## Challenge:
Return every line of the entries below that contains the word "neck".

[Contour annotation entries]
_ _ _ _

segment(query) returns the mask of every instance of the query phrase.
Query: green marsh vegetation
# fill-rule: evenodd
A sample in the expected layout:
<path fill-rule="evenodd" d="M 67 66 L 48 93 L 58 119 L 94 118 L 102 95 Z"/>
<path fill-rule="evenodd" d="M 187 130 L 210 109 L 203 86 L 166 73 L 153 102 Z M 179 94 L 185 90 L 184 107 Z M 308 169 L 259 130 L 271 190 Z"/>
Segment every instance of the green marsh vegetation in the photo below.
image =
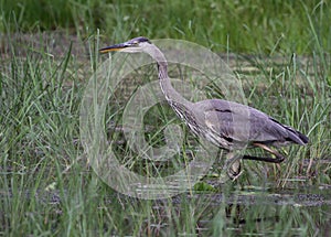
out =
<path fill-rule="evenodd" d="M 330 233 L 330 3 L 0 2 L 1 235 Z M 221 190 L 202 185 L 199 192 L 160 201 L 118 194 L 88 165 L 79 141 L 79 107 L 102 60 L 94 57 L 97 47 L 138 35 L 192 41 L 220 53 L 239 76 L 250 106 L 297 128 L 311 142 L 286 148 L 288 160 L 279 166 L 245 162 L 243 175 Z M 146 83 L 152 75 L 154 68 L 143 68 L 126 83 Z M 118 101 L 125 93 L 118 91 Z M 107 125 L 113 129 L 125 105 L 111 106 Z M 181 125 L 167 105 L 153 107 L 145 121 L 150 126 L 146 138 L 156 146 L 163 144 L 162 126 Z M 129 148 L 111 129 L 119 141 L 116 152 L 127 158 Z M 146 171 L 138 159 L 125 162 Z"/>

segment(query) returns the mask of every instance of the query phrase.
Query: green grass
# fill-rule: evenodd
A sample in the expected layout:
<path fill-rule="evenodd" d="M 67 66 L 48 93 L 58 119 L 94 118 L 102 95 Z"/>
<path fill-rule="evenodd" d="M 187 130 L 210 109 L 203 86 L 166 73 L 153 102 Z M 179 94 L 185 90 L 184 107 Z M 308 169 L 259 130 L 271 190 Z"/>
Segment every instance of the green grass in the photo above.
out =
<path fill-rule="evenodd" d="M 322 236 L 330 231 L 329 3 L 31 0 L 0 6 L 1 236 Z M 100 63 L 93 56 L 102 44 L 94 41 L 97 29 L 102 42 L 137 35 L 172 37 L 238 54 L 236 72 L 247 103 L 298 128 L 310 143 L 286 148 L 289 159 L 279 168 L 244 162 L 239 180 L 220 191 L 202 185 L 205 193 L 189 190 L 160 201 L 118 194 L 92 170 L 79 137 L 81 103 L 92 68 Z M 78 35 L 92 57 L 82 56 L 77 45 L 65 40 L 60 41 L 60 54 L 51 45 L 36 46 L 35 42 L 45 44 L 41 32 L 53 30 L 66 37 Z M 28 33 L 34 34 L 34 44 L 15 40 Z M 242 63 L 257 69 L 247 72 Z M 127 85 L 147 83 L 156 71 L 136 73 L 111 97 L 119 103 L 107 108 L 109 138 L 122 139 L 113 125 L 122 114 L 124 95 L 132 91 Z M 166 105 L 152 108 L 145 120 L 151 128 L 146 138 L 163 146 L 161 128 L 172 116 Z M 190 142 L 183 151 L 190 151 Z M 190 159 L 183 152 L 162 166 L 141 162 L 126 143 L 116 149 L 122 162 L 141 173 L 154 172 L 157 165 L 163 169 L 160 172 L 171 172 Z M 216 170 L 215 165 L 204 181 L 213 180 Z M 303 194 L 313 196 L 306 201 Z"/>

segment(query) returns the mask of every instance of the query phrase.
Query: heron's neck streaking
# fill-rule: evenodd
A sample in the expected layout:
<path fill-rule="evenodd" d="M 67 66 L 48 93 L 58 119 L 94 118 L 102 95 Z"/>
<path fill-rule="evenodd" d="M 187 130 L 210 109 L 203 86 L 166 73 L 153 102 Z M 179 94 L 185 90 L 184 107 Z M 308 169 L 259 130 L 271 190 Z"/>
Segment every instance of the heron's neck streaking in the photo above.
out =
<path fill-rule="evenodd" d="M 168 76 L 168 63 L 163 53 L 153 44 L 150 44 L 145 52 L 148 53 L 158 64 L 160 86 L 167 101 L 170 104 L 175 103 L 181 104 L 182 106 L 190 106 L 191 103 L 182 97 L 172 87 L 170 78 Z"/>

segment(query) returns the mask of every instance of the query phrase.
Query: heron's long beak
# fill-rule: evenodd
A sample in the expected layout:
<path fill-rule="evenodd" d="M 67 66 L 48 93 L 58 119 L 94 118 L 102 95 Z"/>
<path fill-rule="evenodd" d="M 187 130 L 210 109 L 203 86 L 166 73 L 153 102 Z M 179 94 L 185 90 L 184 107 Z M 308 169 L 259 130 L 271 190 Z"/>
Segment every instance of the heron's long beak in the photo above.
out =
<path fill-rule="evenodd" d="M 120 51 L 120 50 L 122 50 L 125 47 L 128 47 L 128 46 L 129 45 L 127 43 L 114 44 L 111 46 L 100 49 L 99 53 L 105 54 L 105 53 L 109 53 L 109 52 Z"/>

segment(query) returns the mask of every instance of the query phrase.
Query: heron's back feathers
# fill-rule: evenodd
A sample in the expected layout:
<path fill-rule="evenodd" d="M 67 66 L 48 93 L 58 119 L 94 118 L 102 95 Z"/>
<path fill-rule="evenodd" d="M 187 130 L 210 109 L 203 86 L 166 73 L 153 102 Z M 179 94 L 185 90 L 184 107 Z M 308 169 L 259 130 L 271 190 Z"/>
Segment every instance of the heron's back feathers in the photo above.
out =
<path fill-rule="evenodd" d="M 284 146 L 306 144 L 309 139 L 293 128 L 282 125 L 266 114 L 237 103 L 222 99 L 203 100 L 195 104 L 196 111 L 204 111 L 204 123 L 220 139 L 233 143 L 266 143 Z"/>

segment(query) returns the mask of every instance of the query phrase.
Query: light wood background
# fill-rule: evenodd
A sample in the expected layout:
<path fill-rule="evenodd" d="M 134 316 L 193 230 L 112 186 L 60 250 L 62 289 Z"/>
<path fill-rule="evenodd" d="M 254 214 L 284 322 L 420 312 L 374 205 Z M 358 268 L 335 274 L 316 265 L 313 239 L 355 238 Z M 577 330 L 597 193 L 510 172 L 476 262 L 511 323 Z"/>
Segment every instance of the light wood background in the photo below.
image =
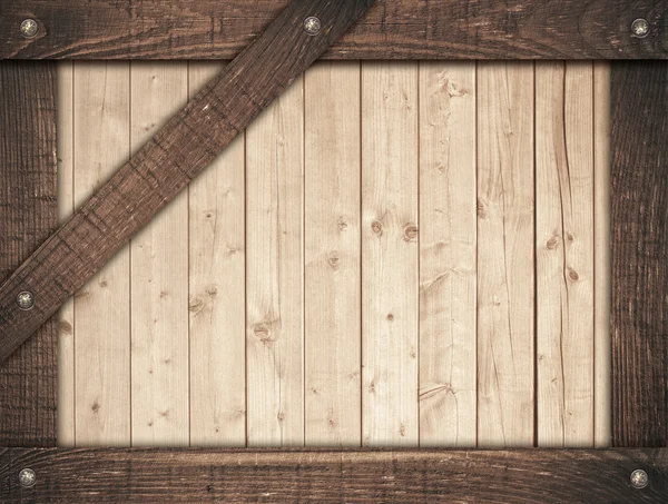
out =
<path fill-rule="evenodd" d="M 59 69 L 62 219 L 219 63 Z M 606 446 L 609 69 L 318 62 L 62 310 L 62 446 Z"/>

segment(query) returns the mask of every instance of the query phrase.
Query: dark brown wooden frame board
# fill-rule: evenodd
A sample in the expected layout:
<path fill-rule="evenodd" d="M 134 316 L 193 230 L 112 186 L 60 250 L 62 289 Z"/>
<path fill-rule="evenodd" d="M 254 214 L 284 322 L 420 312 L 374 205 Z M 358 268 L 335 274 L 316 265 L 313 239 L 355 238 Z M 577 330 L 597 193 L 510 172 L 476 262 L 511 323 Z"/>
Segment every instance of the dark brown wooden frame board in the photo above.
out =
<path fill-rule="evenodd" d="M 229 58 L 287 0 L 254 1 L 253 13 L 247 0 L 153 0 L 140 7 L 128 2 L 125 21 L 117 12 L 121 3 L 3 1 L 0 59 Z M 185 24 L 178 24 L 171 3 L 183 8 L 178 16 Z M 542 0 L 511 0 L 503 8 L 498 3 L 380 1 L 326 56 L 667 57 L 667 1 L 559 2 L 560 12 Z M 629 34 L 636 17 L 649 21 L 646 39 Z M 39 20 L 36 39 L 13 32 L 24 18 Z M 84 18 L 89 22 L 81 23 Z M 220 29 L 228 26 L 236 31 Z M 546 27 L 553 32 L 546 34 Z M 384 45 L 379 43 L 379 32 Z M 1 61 L 0 107 L 0 277 L 7 277 L 56 226 L 52 63 Z M 1 501 L 665 502 L 668 62 L 613 62 L 611 108 L 611 444 L 619 449 L 46 448 L 56 444 L 56 330 L 49 322 L 0 366 Z M 19 484 L 18 474 L 26 467 L 37 473 L 35 486 Z M 647 472 L 647 487 L 630 484 L 636 468 Z"/>
<path fill-rule="evenodd" d="M 291 0 L 2 0 L 0 58 L 230 59 Z M 667 58 L 668 0 L 377 0 L 335 59 Z M 19 32 L 26 18 L 40 30 Z M 635 19 L 650 32 L 633 39 Z"/>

_ _ _ _

## Complete output:
Query: heron's neck streaking
Segment every instance of the heron's neck streaking in the photo above.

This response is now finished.